▶ Aim
Reproduce the data that follows in its entirety, character for character.

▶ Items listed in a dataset
-- start --

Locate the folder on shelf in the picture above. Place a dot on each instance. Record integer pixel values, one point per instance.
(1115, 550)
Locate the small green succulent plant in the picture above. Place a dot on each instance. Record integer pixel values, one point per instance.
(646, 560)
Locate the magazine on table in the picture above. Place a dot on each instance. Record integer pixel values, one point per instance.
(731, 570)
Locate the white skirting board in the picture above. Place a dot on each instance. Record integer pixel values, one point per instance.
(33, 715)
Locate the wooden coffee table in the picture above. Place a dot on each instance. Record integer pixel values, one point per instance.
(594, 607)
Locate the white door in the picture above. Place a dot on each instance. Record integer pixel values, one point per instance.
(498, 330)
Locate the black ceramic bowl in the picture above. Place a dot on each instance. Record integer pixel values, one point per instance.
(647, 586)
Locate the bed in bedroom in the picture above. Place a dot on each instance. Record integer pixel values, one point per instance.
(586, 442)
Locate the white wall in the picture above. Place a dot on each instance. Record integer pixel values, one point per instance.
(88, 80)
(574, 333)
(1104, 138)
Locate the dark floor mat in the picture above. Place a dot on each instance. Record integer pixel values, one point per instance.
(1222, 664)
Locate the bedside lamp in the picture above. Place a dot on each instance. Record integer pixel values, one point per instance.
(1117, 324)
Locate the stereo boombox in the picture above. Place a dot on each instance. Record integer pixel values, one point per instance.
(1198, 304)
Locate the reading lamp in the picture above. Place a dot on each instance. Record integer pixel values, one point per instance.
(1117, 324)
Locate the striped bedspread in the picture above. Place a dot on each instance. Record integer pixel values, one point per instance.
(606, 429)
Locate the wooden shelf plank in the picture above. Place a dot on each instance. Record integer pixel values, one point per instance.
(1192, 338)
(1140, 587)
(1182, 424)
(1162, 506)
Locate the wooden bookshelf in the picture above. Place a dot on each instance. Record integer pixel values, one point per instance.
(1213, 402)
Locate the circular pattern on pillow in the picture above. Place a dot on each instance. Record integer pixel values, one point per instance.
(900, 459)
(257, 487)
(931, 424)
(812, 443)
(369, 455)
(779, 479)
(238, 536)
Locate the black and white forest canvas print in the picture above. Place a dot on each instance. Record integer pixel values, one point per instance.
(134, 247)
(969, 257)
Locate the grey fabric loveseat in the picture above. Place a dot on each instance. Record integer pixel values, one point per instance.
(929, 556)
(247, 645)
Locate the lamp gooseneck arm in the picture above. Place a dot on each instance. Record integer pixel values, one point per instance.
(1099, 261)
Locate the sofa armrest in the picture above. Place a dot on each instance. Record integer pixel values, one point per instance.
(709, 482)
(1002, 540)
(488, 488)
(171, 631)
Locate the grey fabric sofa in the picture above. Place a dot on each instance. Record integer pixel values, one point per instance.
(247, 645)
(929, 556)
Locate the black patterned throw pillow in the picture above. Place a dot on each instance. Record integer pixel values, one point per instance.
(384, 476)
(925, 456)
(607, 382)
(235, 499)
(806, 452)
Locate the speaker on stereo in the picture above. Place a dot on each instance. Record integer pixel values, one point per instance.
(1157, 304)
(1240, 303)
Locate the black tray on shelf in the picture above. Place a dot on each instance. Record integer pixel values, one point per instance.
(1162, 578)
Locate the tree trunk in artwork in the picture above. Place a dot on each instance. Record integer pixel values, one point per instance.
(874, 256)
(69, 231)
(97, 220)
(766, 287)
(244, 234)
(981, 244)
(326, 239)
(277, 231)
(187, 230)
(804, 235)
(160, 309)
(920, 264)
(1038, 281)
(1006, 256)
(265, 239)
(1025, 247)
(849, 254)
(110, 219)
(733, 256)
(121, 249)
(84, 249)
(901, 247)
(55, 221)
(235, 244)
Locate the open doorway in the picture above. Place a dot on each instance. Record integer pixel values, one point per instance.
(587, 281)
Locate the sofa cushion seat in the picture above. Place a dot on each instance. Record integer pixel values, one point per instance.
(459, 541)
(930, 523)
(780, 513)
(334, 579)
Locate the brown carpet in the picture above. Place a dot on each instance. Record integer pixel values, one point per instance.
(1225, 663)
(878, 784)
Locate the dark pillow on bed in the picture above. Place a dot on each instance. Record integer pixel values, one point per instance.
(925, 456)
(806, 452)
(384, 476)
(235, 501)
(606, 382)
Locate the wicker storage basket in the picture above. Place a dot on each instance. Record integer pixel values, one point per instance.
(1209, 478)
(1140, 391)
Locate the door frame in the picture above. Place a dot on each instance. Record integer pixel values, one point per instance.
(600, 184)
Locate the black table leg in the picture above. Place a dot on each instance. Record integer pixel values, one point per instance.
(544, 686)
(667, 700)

-- end --

▶ Solution for this problem
Locate the folder on shelf in the picture above. Place a dot on each instance. Record integer pixel values, one point per instance.
(1115, 550)
Locate the small green succulent plant in the picture above. Place a dot on each instance. Record integer pixel values, one point per instance.
(646, 560)
Locate the magazine on table in the picture above. Place a dot on each instance. Record integer pixel values, one point per instance.
(731, 570)
Locate the white skirting board in the picture above. Place a dot on each instance. Record integer pixel values, one point per instance.
(33, 715)
Locate the wooden coffee table in the picture above. Place a dot on each instance. Record integer pixel values, one point per instance.
(594, 607)
Locate the white door in the picture above. Place a dot on each instance. Record integer pixel values, one point per instance.
(498, 330)
Locate the black ceramic bowl in the picture above. Place a dot on each instance. Record integer pixel values, one point per instance.
(647, 586)
Locate the bed in bedroom in the picture above. Place a dot on each instance. Record integer pixel values, one point per instance.
(586, 442)
Locate the white wall in the picture above. Place a dot on each instance. Record integer pixel values, one point per instance.
(88, 80)
(574, 333)
(1104, 138)
Locate the dark floor mat in the picture above. Place a dot on each instance. Record integer pixel values, one point per instance.
(1222, 664)
Locate the bedside lamp in the picture above. Place a dot on each instance. Record integer pixel values, one point per instance.
(1117, 324)
Locate the stereo boombox in the picture above. Place a dot on each instance. Record integer pixel values, one point per instance.
(1198, 304)
Locate the reading lamp in the picture above. Place a dot on each instance. Record integer pixel values, one point per instance.
(1117, 324)
Locate the striped bedspread in the picture above. Place a dot on each instance. Record integer pixel values, one point per instance.
(606, 429)
Locate the wooden shelf plank in the picture above. Place a dot on each instance. Record integer pixel values, one point per instance.
(1192, 338)
(1140, 587)
(1182, 424)
(1162, 506)
Locate the wooden bookshelf in the picture above. Place a dot on each instance. Record integer pixel values, one point per instance.
(1213, 402)
Locate the circular pattern on pillow in the picture above. Place a dot on each instance. Record integer pixel values, one point per instance.
(900, 459)
(257, 487)
(931, 424)
(812, 443)
(369, 455)
(779, 479)
(238, 536)
Locate the black and white forest canvas print in the picture above. Place a dot on each instance. Record integer pixel values, one point per instance.
(134, 247)
(969, 257)
Locate the grey fabric loveseat in the picture above. Place a dot on each instance. Record integer pixel values, one point per instance.
(929, 556)
(247, 645)
Locate the lamp gooseneck arm in the picture above. Place a dot on each instance. Record integer pixel values, one point per instance.
(1099, 261)
Locate the sofa armrest in the picture above. Place a dot on each instance. Record integer pixel values, one point per instance.
(709, 482)
(1002, 540)
(488, 488)
(171, 631)
Locate the grey fabric sofa in the picture above. Place a dot on each instance. Record integer pixel values, one point per instance.
(247, 645)
(929, 556)
Locate the black patterned throw pillow in the picture above. Place a dot on each instance. Record integer pixel values, one point per instance.
(384, 476)
(925, 456)
(607, 382)
(235, 499)
(806, 452)
Locate the speaker on stereo in the picture above. Place a dot on each instance. Record integer pixel values, one point per instance.
(1157, 304)
(1240, 303)
Locate the black tray on shelf in the picture above. Place a dot on each instance. Record integer pixel values, one point per instance.
(1162, 578)
Locate the tree trunk in artwork in the picture above. Place a dot on each instance. Record integer pixel values, one point per instance.
(874, 256)
(69, 231)
(97, 220)
(766, 287)
(244, 234)
(981, 244)
(326, 239)
(277, 231)
(187, 230)
(804, 235)
(160, 309)
(920, 264)
(1038, 281)
(1006, 256)
(265, 239)
(1025, 247)
(849, 254)
(110, 219)
(733, 256)
(121, 249)
(84, 249)
(901, 247)
(55, 221)
(235, 244)
Locate the open doorway in the picture above. Place a dot on each instance. Record integer pixel values, one point per instance.
(587, 281)
Locate the sofa cushion seat in the picture above. Place a dot on each instance. Record integer pixel values, one point per instance.
(459, 541)
(930, 523)
(780, 513)
(334, 579)
Locate the brown carpet in the picture above. Place a dot on each instance. Record integer pixel values, one point per instance.
(1225, 663)
(878, 784)
Locate the dark pillow on bed in the picture above. Place a dot on each instance. Record integer pixel values, one point per instance.
(925, 456)
(806, 452)
(384, 476)
(235, 501)
(606, 382)
Locate the wicker storage basket in the picture above. Place a dot on each instance. Record integer pixel values, one point per instance.
(1209, 478)
(1140, 391)
Locate the door frame in the picture above. Place a dot on each instance. Record integer pixel values, one point per instance.
(600, 184)
Locate the black table leg in the picture above. Place a dot on each instance. Record integer pixel values, one point per instance.
(544, 686)
(667, 700)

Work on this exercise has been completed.